__Task brief__
Everything from the line that holds "Target: lawn" to the end of the entries below should be printed again, word for word, and nothing more.

▬▬▬▬▬▬

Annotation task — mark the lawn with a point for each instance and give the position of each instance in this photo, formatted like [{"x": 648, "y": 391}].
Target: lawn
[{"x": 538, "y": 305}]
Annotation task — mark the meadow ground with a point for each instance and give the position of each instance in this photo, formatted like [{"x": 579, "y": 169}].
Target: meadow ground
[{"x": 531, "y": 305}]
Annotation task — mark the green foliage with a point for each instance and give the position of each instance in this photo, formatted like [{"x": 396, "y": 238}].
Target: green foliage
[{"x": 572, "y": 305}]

▬▬▬▬▬▬

__Answer below__
Target: lawn
[{"x": 538, "y": 305}]
Annotation task — mark the meadow ground with a point for each instance and give the position of each instance in this photo, formatted like [{"x": 579, "y": 169}].
Target: meadow ground
[{"x": 531, "y": 305}]
Annotation task — mark the green foliage with a point for each instance and give the position of each instance in this photo, formatted like [{"x": 396, "y": 238}].
Target: green foliage
[{"x": 572, "y": 305}]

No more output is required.